(Excerpts from a point labeling dataset)
═══
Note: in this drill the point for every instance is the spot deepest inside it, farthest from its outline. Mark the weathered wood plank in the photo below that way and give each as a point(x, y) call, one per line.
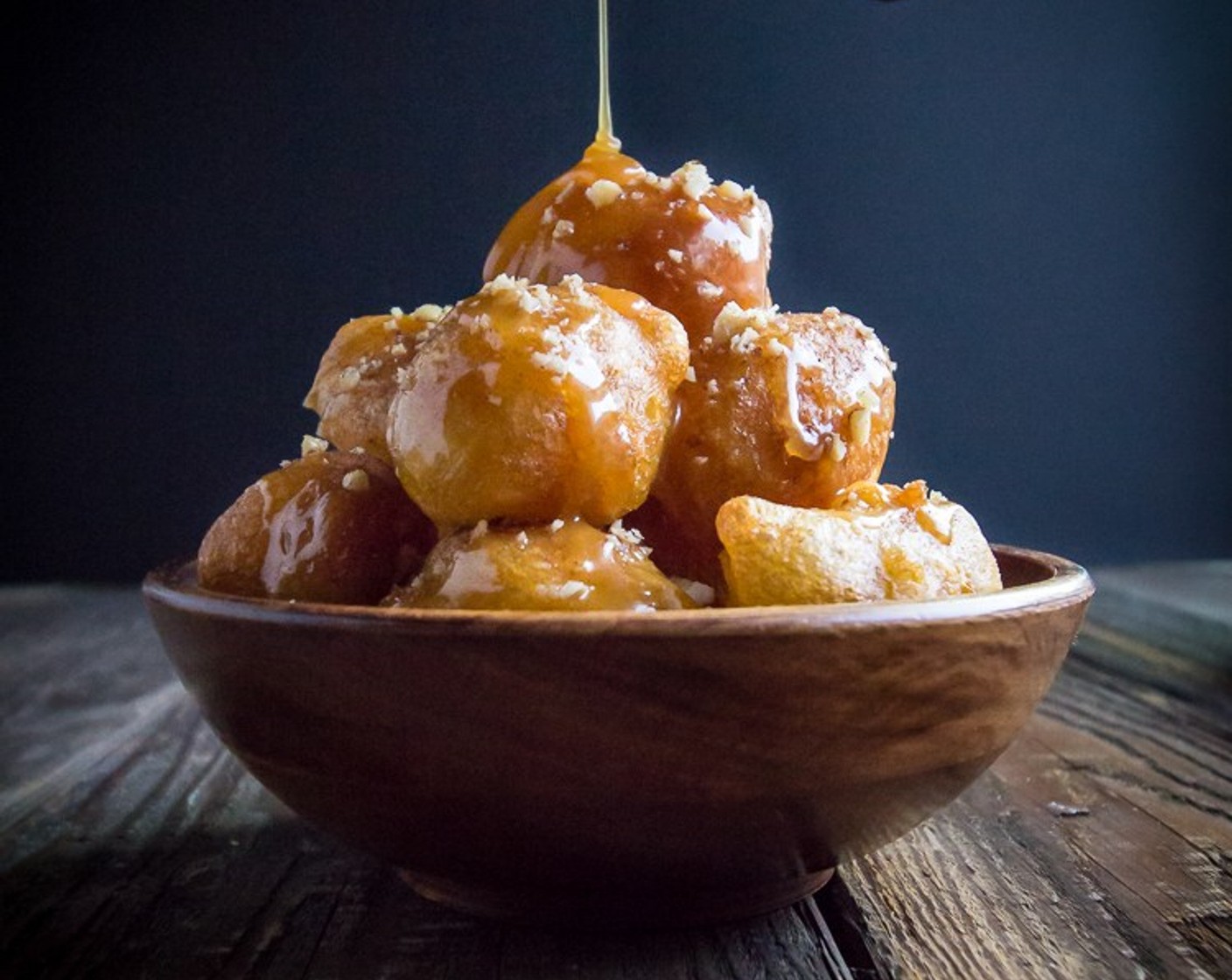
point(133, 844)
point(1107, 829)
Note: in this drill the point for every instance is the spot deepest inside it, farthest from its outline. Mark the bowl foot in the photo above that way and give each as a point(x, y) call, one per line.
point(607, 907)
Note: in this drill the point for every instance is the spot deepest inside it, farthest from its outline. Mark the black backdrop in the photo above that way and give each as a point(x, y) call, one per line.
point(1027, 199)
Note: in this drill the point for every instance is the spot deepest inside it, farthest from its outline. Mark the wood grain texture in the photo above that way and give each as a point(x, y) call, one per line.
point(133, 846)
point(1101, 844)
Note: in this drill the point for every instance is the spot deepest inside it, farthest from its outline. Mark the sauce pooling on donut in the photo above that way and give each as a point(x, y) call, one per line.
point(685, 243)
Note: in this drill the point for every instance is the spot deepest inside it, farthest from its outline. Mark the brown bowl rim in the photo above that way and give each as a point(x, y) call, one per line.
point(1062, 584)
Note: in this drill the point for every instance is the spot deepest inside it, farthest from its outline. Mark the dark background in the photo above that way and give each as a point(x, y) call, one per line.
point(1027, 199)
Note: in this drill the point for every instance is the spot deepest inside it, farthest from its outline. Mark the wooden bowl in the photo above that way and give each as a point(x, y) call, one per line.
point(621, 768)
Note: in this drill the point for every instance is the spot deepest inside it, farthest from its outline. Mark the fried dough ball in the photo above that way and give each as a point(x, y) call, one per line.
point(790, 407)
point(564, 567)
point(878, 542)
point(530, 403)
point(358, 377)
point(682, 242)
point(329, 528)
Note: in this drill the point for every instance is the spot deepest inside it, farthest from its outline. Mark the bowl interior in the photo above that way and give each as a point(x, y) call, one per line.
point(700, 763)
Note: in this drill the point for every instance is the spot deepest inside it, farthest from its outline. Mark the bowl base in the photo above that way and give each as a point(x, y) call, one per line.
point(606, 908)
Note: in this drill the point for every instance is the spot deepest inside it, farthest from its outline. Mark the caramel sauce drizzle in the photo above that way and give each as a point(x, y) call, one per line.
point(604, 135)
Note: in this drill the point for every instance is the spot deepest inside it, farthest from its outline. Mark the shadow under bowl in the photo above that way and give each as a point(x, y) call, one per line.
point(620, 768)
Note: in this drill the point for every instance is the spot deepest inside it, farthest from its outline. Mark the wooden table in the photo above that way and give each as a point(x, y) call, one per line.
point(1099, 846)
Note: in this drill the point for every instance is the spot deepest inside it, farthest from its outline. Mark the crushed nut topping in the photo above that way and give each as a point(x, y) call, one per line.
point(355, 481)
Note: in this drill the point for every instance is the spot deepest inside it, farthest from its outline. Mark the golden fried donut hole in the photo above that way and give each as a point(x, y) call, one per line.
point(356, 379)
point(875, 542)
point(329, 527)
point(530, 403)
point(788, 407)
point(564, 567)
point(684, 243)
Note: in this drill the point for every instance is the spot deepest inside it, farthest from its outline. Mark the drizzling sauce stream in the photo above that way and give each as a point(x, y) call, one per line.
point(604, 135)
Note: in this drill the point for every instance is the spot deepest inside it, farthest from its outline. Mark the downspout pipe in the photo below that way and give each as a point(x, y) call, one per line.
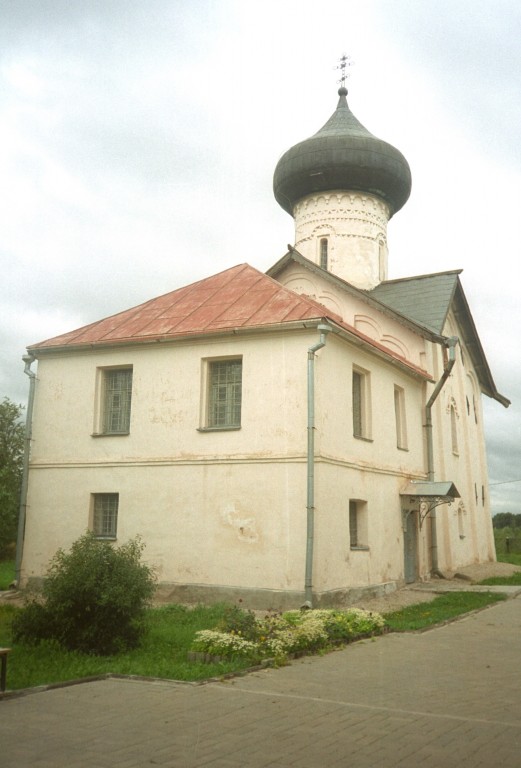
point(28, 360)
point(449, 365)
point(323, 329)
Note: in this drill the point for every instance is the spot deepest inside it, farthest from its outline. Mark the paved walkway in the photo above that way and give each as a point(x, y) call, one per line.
═══
**What the exercise asks**
Convert every line above into a numbered list, skipping blank lines and leaving out the pictures.

**Answer in full**
1. Note: in this drill the point for every instance is the spot deepest inside it, farthest from its outline. Mark the weathered wood plank in the photo below that way and give each as a point(x, y) call, one per line.
2. point(133, 844)
3. point(1107, 829)
4. Note: in this drill the point for every instance is the spot deepest inside it, farthest from its outline. Mark the bowl foot in the photo above that way and give each as a point(x, y) call, one per line.
5. point(607, 907)
6. Note: in this drill the point for every instance is the spot deepest inside it, farthest from its outline. Mark the black backdrop in the photo above that way and give each as a point(x, y) call, one per line.
7. point(1027, 199)
8. Note: in this drill the point for every instance is the spot deepest inside it, farthest from its outline. Mark the wood grain texture in the photo above that way and give each as a point(x, y) call, one per line.
9. point(133, 846)
10. point(1101, 844)
11. Note: in this drill the point for every instance is the spot deepest inside it, farthest from its outline. Mark the sauce pooling on donut in the photo above that way and give each as a point(x, y) call, one per line.
12. point(685, 243)
13. Note: in this drill the point for every instance is the spot deepest inside it, farthest from its outline. Mark the brown bowl rim in the photo above that way and give each as a point(x, y) call, one per line.
14. point(1062, 584)
15. Note: in this drill the point for every instance is the spot deepest inside it, farthest from its outline. Mark the dark background in the photo above that way and give each as a point(x, y) call, one per line.
16. point(1027, 199)
17. Note: in this drill the point for every instance is the spot deepest inside it, farthest from its outline. Mark the wooden bowl in the photo above that way and give each as a point(x, y) call, one per line.
18. point(621, 768)
19. Note: in this drill the point for every instance is the spot deepest inside it, farthest from its outline. Mark the fried dough ball in the photo above that way and give each as a point(x, y) call, one per line.
20. point(790, 407)
21. point(564, 567)
22. point(878, 542)
23. point(530, 403)
24. point(358, 377)
25. point(682, 242)
26. point(329, 528)
27. Note: in this drill the point for every instance is the spot deepest inside it, farthest from its outline. Mark the bowl interior in the photo above that way and give each as a point(x, y) call, one per line.
28. point(700, 763)
29. Note: in this drill the point for every instance is the spot deepest inside it, farthest from its outline. Mark the bowl base in the photo above that way and give each as a point(x, y) call, one per line.
30. point(606, 908)
31. Note: in this drill the point for every instance is the spot deepest inside it, farthest from its outline. Mark the caramel sauce drizzle in the photo above that way and give each as a point(x, y) call, one per line.
32. point(604, 135)
33. Note: in this drill the point for every instance is the spot deepest inside it, farthest from its outline. Mark the shadow under bowl in the photo above that way and give each as a point(x, y) call, one per line.
34. point(620, 768)
35. Note: in this drill the point for every instance is the spot deepest inside it, farthest from its outline. Mark the wooden table in the photo above that way and give each as a point(x, y) call, one per line.
36. point(1099, 846)
37. Note: in this drill the point for every instance is the spot deepest inside it, farthest from its outline. Mark the crushed nut topping in the photo above that way and give each as a point(x, y) call, one per line.
38. point(355, 481)
39. Note: in this drill the point for every instance is the spot deepest inside it, farthest from its outline. Mark the golden fried donut hole in the photo above that way and give each as a point(x, y) call, one per line.
40. point(356, 379)
41. point(875, 542)
42. point(329, 527)
43. point(530, 403)
44. point(788, 407)
45. point(564, 567)
46. point(684, 243)
47. Note: in this drill the point for every instance is the spot deepest inside it, farthest from its outline. Mark the drizzling sauce stream in the photo above that way and give each as a point(x, y) call, one per line.
48. point(604, 135)
49. Note: in this drill the point for every instance is the spot deepest inside it, farthest from its outline. Mark the downspout pipe in the photo below that way and give each as a point(x, y) call, one per line.
50. point(28, 360)
51. point(449, 365)
52. point(323, 329)
53. Note: in this drill the point for every instance is the spot deepest inside it, farthest from its outline. Mark the paved walkway in the photo above that way and give each as a point(x, y) call, one per line.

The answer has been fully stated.